## GIVEN EXERCISE
The line containing "Definition for annotators: for every instance of the rocky" marks the start; return it and every line after it in the listing below, exactly, through the last.

::: MATERIAL TO PROCESS

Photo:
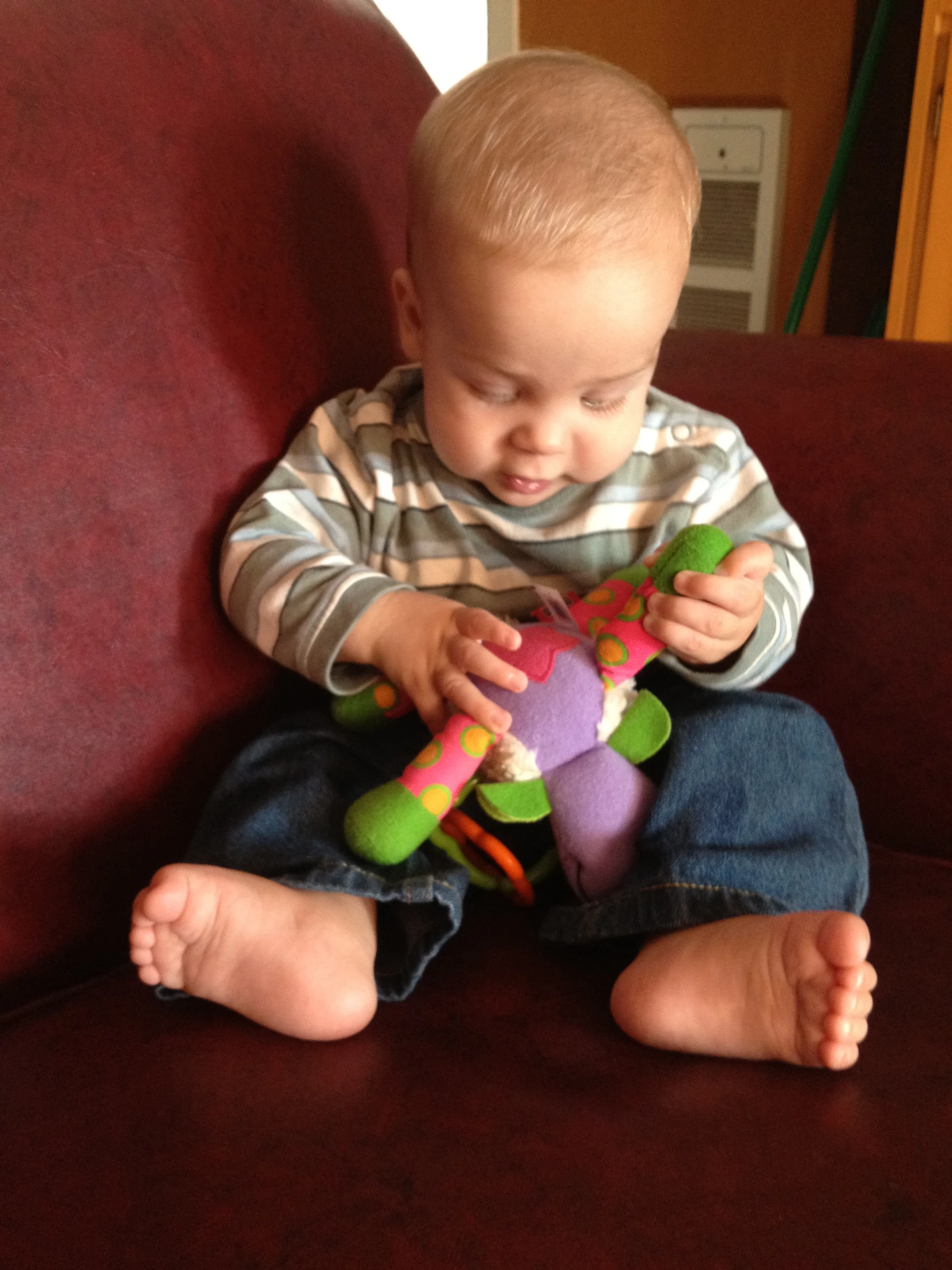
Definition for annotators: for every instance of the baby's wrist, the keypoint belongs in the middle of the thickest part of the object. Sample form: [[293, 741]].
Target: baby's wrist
[[365, 639]]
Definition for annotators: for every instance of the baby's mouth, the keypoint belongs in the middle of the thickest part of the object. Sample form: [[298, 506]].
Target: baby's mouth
[[525, 484]]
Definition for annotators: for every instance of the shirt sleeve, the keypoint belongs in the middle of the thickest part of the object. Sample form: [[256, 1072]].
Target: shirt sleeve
[[734, 493], [297, 563]]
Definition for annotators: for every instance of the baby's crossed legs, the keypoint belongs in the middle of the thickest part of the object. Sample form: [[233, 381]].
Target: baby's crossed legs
[[795, 987]]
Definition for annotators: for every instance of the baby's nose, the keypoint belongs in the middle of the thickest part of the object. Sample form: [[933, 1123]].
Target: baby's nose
[[542, 433]]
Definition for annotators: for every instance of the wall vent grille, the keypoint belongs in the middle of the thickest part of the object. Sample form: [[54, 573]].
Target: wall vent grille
[[706, 309], [742, 158], [726, 229]]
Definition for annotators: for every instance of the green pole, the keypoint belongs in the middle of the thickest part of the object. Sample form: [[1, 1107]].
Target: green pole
[[831, 196]]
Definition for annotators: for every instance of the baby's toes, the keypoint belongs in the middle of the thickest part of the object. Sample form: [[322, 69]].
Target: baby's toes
[[143, 936], [845, 1029], [852, 1005], [838, 1056], [857, 978]]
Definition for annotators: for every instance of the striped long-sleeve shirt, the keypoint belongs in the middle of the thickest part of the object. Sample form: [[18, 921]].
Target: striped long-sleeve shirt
[[361, 504]]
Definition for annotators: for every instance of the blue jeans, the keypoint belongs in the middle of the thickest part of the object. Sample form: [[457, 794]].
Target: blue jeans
[[754, 814]]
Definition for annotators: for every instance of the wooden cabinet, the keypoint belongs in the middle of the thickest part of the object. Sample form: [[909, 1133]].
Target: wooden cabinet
[[920, 295]]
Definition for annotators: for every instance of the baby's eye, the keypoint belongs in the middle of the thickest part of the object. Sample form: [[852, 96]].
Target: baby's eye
[[493, 397], [604, 406]]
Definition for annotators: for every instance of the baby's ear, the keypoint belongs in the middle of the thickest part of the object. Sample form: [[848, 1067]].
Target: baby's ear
[[409, 316]]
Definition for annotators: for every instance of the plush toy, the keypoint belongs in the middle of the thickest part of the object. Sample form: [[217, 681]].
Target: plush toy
[[578, 732]]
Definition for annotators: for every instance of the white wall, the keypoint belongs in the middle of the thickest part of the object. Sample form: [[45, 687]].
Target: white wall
[[449, 36]]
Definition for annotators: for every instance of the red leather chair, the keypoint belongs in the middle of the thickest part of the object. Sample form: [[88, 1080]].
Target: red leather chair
[[200, 210]]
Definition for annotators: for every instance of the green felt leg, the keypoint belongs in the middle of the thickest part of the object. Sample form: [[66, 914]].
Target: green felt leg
[[387, 825], [363, 712], [698, 548], [645, 727], [516, 802]]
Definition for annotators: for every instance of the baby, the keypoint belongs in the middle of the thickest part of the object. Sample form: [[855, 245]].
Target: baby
[[551, 209]]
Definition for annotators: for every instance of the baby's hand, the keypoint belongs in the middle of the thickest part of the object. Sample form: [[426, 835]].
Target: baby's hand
[[430, 648], [714, 614]]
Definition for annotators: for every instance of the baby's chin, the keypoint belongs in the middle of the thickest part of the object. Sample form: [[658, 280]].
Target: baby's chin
[[524, 492]]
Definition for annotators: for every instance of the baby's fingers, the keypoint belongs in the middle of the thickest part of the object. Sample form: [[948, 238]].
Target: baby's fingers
[[463, 694], [474, 658], [734, 595], [480, 625]]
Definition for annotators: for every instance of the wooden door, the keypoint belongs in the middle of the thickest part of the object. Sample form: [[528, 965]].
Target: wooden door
[[920, 295]]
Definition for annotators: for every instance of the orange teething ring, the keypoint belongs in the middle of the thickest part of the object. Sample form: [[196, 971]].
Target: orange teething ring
[[462, 827]]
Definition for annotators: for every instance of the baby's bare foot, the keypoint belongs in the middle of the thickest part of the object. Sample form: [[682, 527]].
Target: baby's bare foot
[[298, 962], [795, 987]]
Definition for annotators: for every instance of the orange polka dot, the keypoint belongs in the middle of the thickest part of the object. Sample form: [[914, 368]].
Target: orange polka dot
[[437, 799], [477, 741], [430, 756], [386, 696], [634, 609], [611, 650]]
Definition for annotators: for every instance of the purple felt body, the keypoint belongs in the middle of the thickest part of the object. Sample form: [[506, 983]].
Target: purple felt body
[[600, 802], [600, 806], [557, 719]]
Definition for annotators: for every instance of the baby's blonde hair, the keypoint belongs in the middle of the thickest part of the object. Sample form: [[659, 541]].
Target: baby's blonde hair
[[548, 155]]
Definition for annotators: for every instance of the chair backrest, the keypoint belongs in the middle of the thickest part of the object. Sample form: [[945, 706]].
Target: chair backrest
[[201, 207], [855, 434]]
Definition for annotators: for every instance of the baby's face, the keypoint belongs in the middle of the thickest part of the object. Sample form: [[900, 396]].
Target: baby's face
[[535, 377]]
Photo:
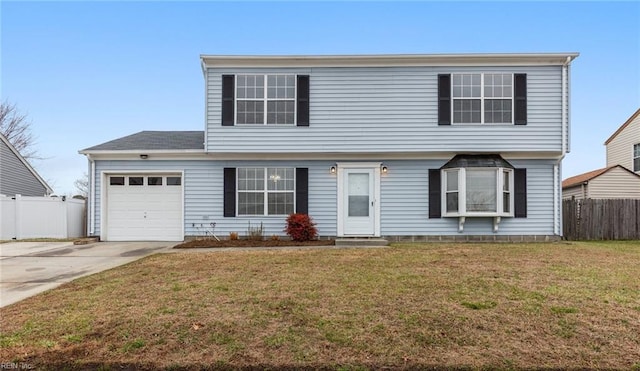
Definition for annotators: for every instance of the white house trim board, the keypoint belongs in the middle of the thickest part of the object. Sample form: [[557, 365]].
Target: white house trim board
[[104, 200], [342, 172]]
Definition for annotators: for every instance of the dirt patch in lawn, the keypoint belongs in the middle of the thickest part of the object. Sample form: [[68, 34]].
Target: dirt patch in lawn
[[250, 243], [419, 306]]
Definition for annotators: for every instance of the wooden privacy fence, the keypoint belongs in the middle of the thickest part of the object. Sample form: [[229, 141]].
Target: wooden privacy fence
[[600, 219]]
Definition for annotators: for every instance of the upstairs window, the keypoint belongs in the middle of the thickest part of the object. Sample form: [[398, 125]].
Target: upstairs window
[[265, 99], [482, 98], [266, 191]]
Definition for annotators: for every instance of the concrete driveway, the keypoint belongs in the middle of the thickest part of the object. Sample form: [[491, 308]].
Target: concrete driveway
[[29, 268]]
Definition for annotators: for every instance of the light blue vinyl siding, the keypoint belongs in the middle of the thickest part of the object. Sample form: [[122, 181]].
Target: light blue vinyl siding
[[403, 190], [387, 110], [15, 177]]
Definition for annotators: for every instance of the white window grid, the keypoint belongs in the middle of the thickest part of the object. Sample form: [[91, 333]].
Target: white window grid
[[265, 188], [264, 95], [165, 180], [482, 89], [501, 190]]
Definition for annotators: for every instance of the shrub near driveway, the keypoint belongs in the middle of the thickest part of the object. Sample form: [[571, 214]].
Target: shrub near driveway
[[410, 306]]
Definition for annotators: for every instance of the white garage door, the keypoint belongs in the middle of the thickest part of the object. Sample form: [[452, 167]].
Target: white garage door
[[144, 207]]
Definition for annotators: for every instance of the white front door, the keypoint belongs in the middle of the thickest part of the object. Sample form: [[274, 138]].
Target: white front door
[[358, 201]]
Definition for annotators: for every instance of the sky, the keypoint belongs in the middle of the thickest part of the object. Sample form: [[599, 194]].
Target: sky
[[88, 72]]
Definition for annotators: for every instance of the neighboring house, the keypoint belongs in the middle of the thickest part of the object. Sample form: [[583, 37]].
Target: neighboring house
[[436, 146], [618, 179], [610, 182], [623, 147], [17, 176]]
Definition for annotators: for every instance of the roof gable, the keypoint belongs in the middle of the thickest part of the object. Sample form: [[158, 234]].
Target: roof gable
[[624, 126], [26, 164], [154, 140]]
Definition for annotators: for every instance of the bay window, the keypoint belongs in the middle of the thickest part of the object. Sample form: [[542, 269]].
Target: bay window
[[478, 192]]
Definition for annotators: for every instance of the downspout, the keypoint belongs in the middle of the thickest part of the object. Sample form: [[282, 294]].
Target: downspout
[[557, 212], [92, 192]]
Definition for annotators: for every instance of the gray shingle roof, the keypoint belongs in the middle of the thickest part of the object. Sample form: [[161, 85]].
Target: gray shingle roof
[[154, 140]]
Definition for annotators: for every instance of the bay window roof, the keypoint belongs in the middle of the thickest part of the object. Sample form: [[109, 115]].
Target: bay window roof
[[482, 160]]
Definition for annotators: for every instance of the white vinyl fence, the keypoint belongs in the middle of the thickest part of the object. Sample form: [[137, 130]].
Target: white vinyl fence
[[41, 217]]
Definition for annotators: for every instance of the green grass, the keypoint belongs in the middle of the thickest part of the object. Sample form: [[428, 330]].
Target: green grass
[[478, 306]]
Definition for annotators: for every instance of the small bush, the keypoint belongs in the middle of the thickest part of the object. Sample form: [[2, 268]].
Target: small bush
[[300, 227], [255, 233]]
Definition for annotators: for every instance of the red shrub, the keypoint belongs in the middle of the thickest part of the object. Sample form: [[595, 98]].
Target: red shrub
[[300, 227]]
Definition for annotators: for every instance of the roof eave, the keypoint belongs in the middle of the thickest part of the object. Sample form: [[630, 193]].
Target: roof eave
[[139, 151], [379, 60], [622, 127]]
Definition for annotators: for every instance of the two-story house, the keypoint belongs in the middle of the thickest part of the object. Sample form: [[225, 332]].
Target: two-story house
[[435, 146], [621, 177]]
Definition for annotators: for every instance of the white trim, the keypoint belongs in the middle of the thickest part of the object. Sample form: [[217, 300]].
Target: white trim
[[353, 156], [375, 166], [139, 152], [103, 194], [371, 156], [387, 60], [48, 190]]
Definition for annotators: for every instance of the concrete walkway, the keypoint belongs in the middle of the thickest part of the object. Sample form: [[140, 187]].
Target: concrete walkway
[[29, 268]]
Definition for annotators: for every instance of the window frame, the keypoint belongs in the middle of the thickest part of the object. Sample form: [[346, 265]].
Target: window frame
[[462, 193], [265, 99], [265, 191], [482, 98]]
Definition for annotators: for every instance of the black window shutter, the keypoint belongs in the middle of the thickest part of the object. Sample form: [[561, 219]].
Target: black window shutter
[[302, 190], [520, 98], [228, 95], [520, 193], [444, 99], [302, 109], [434, 193], [229, 192]]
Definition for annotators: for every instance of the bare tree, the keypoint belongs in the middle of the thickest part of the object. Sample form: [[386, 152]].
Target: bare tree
[[17, 129], [82, 185]]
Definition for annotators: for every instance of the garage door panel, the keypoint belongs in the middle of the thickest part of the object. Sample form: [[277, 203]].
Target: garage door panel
[[143, 212]]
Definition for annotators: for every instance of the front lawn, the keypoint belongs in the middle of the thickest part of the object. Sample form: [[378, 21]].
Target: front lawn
[[561, 305]]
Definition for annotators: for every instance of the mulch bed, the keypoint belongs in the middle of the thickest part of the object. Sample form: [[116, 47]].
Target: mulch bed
[[250, 243]]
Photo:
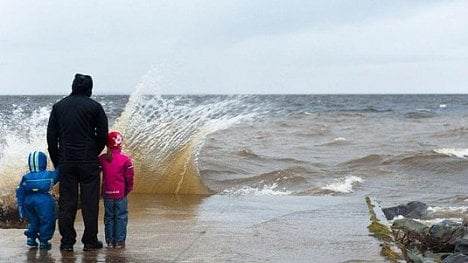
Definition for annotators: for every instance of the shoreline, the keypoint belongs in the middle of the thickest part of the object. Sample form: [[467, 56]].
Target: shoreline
[[224, 228]]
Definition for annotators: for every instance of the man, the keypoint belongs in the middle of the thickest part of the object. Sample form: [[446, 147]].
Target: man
[[76, 135]]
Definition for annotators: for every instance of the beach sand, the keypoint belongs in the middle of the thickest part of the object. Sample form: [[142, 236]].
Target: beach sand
[[222, 228]]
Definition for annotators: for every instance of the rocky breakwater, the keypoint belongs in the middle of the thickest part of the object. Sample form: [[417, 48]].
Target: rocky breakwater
[[444, 241]]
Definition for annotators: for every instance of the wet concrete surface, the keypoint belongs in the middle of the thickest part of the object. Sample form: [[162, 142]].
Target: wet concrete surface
[[224, 229]]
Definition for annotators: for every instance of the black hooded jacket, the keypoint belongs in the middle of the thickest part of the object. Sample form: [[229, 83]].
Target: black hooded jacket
[[78, 126]]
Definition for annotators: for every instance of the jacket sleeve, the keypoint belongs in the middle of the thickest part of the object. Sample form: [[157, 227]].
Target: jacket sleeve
[[20, 194], [55, 175], [52, 138], [102, 128], [129, 175]]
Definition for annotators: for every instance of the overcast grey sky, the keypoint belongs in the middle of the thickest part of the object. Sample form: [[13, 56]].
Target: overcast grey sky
[[235, 46]]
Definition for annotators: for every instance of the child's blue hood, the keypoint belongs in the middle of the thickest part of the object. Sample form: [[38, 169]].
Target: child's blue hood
[[37, 161]]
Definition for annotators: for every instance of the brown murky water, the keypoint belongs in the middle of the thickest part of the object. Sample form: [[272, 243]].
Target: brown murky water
[[217, 228]]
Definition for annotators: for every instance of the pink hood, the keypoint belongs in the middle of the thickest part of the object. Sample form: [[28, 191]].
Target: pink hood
[[117, 179]]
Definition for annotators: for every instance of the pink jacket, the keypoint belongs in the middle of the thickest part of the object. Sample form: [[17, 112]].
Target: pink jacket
[[117, 179]]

::::::

## EXERCISE SOLUTION
Definition for annotators: for every instance of the rocky breakwater, the keypoint belongs in the middle of the thickest part of the object. Sample form: [[417, 48]].
Target: rocky breakwater
[[444, 241]]
Definition for annotators: for every instance of the wet concrete surface, the keypoint belongs in the middle of the thickest part of the object. Sample form: [[162, 142]].
Target: wet concrete surface
[[224, 229]]
Definition for annotators: for every instance of the black hooded jacket, the keypoint belongs in the middle of the thickest part of the object. Sample form: [[229, 83]].
Target: black hooded jacket
[[78, 126]]
Definition for annotators: for every instance of the jacket sleeve, the keypoint belongs in the middle of the thickest part of the object. Sample form: [[157, 227]].
Target: jacket sleeve
[[20, 194], [55, 175], [52, 138], [102, 128], [129, 175]]
Definition for annotators: for every instance of the overcast grey sky, the keypoint belongs in the middle of the thickest part of the object. Sample form: [[13, 56]].
Target: overcast grey sky
[[235, 46]]
Definition for annotators: for every instance of the child's blue hood, the keypoint belongs in the middle of the thickest part of the object. Sample form: [[38, 169]].
Target: child's blue hood
[[37, 161]]
Definition for annotators: for every instance of the brown murky water, the keypoint belongs in the middle of the thickest part of the object. Sample form: [[272, 243]].
Target: brown murky water
[[217, 228]]
Definition for annotators: for every instance of the pink hood, the keypoint belongs in the middle of the thickest part of the object. Sample form: [[28, 191]].
Target: pink hood
[[117, 179]]
Definition for annotators: for every instance of the pink jacket, the keypoint belongs in the middle of the thickest part of the object. Sample form: [[17, 112]].
Target: pink jacket
[[117, 179]]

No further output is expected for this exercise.